### [Passage to read]
#####

0
votes

When I create an AKS cluster using ARM templates with SystemAssigned in the identity field, there's a secondary resource group in the form MC_<rg_name>_<cluster_name>_location that's created. Inside this group is a managed identity in the form <cluster-name>-agentpool that Kubelet uses.

The arm template will be at the bottom of the post but the general structure is as follows. The reason I have them in separate deployments is because I deploy things at the subscription level:

Deployment A
  - Microsoft.ContainerService/managedClusters
Deployment B (dependsOn A)
  - Microsoft.Authorization/roleAssignments
    - contains reference to `nodeResourceGroup` with API version so I made explicit dependsOn for A

I plan on using Azure Pod Identity so I need to assign that managed identity two roles: ManagedIdentityOperator and VirtualMachineContributor. I have a variable that builds the path to this identity that is used in a reference:

"agentpool-account":[concat(subscription().id, '/resourceGroups/', variables('managedClusterResourceGroup'), '/providers/Microsoft.ManagedIdentity/userAssignedIdentities/', parameters('cluster-name'), '-agentpool')]
"principalId": "[reference(parameters('agentpool-account'), '2018-11-30', 'full').properties.principalId]",

However on the first time I deploy this template (i.e. on cluster creation), the RoleAssignment deployment will fail because of a Resource Group not found error. Looking at the deployment activity confirms that the RoleAssignment is deployed prior to the MC_group being created despite having an explicit dependsOn on the cluster deployment. And if I redeploy the template, it'll succeed because the MC_group now exists according to ARM.

#####

### [Supplied data]
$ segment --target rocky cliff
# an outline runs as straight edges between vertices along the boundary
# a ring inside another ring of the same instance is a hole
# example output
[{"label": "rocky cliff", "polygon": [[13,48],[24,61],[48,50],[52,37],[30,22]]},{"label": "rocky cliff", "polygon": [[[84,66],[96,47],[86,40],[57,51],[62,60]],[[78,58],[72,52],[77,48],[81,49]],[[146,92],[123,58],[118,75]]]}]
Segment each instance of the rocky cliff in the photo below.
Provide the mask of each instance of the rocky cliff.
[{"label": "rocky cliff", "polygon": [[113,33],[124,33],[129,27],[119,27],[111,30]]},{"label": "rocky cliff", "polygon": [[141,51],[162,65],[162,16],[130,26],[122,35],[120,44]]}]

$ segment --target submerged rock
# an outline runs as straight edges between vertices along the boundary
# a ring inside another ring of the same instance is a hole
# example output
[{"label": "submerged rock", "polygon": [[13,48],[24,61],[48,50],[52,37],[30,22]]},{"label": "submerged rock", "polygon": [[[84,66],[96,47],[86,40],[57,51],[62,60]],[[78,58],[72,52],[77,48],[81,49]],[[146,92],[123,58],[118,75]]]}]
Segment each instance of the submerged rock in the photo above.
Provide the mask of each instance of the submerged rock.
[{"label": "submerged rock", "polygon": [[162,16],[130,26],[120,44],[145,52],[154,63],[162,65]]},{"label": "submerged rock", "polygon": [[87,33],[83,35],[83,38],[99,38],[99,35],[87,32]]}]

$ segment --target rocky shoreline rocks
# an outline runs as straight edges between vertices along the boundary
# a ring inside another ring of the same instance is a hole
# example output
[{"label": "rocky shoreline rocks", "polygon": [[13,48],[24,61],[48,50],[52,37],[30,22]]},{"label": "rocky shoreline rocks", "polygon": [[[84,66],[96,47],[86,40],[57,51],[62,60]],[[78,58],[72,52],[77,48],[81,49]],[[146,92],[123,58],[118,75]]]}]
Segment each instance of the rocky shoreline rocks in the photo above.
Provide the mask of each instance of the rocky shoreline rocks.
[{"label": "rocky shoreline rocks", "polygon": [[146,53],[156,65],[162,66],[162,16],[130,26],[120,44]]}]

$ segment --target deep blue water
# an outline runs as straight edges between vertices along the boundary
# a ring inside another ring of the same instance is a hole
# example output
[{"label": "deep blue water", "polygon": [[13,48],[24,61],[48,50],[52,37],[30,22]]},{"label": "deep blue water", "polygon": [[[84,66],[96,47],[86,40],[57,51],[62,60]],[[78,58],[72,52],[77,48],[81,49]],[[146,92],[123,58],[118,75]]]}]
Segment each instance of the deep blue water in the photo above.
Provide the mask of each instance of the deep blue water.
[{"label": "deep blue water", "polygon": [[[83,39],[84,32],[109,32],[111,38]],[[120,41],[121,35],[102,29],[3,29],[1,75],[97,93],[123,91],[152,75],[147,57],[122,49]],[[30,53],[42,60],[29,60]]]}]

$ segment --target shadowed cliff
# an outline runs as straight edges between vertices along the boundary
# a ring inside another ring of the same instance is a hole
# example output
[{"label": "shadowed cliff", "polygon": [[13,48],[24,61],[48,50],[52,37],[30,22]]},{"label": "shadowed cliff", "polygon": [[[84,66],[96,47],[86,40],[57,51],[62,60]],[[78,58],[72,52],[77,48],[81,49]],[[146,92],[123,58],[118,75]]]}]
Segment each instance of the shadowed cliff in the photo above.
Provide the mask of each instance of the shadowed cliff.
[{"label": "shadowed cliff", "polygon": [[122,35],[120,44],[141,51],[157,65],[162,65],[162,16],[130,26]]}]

#####

### [Given exercise]
Rewrite the paragraph beginning "However on the first time I deploy" from the AKS deployment post as a short list. You won't need any of the lines.

### [Complete output]
- On the first deployment, when the cluster is created, the RoleAssignment deployment fails with a "Resource Group not found" error.
- The deployment activity shows the RoleAssignment being deployed before the MC_ group is created, even though it has an explicit dependsOn on the cluster deployment.
- Redeploying the template succeeds, because the MC_ group now exists according to ARM.